_What is being asked_
Could you reproduce all of the entries below, requests included, offsetting every coordinate in the answers by -142 and leaving out the pictures?

_Available data_
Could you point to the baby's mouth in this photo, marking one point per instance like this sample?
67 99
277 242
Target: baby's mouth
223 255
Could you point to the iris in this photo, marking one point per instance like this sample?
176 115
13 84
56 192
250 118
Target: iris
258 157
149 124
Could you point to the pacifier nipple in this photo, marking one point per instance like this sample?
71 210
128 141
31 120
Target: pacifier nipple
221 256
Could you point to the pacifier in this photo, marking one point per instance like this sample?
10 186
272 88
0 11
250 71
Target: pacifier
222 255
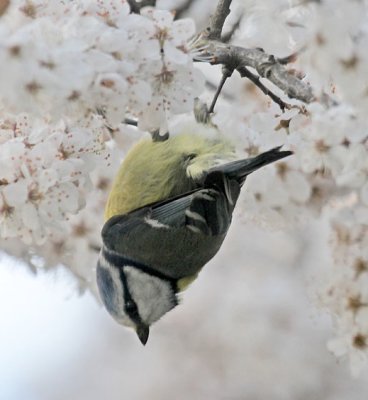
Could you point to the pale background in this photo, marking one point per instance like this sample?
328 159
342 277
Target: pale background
246 329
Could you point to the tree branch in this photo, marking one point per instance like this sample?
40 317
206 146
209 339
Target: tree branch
218 19
267 66
245 73
226 73
136 6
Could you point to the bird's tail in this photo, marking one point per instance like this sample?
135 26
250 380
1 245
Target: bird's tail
240 169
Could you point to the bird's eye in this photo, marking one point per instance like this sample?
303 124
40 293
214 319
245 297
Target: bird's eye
131 307
191 156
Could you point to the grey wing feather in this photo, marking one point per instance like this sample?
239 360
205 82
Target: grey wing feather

_Response to this task_
Could you point to the baby's mouth in this photo, marking one point per instance like this sample?
67 99
277 242
Target: baby's mouth
81 113
Could you point to the iris in this photo, marking one point per instance like this sample?
176 115
13 84
56 192
250 118
Target: iris
116 15
7 -18
Could you point to the pacifier nipple in this photo, marking one point per instance like this sample?
71 210
128 141
31 120
Target: pacifier nipple
79 114
Could you point to the pacifier in this photo, marking one point per instance like this sample?
10 186
272 88
0 11
250 71
Target: pacifier
80 113
Could you point to the pale background in this photo, marking one point per instance like this sample?
328 159
342 277
Target: pale background
104 187
Could you point to the tree branch in this photo, marking one point per instance like this sample?
40 317
206 146
209 339
Target: tree branch
76 -123
125 -76
103 -69
84 -69
-6 -136
Could you point to the bird's tail in this photo, marking one point per instance like this sample?
135 26
250 380
1 245
Target: bird's tail
98 27
Could you point to the bird's eye in this photo, marking one point per instance like this sample?
303 124
40 293
214 319
245 297
Target: bird's eye
-11 165
49 14
Could you point to the grey wing feather in this photo, marking one point per instance like this sample?
239 360
205 82
Target: grey wing feather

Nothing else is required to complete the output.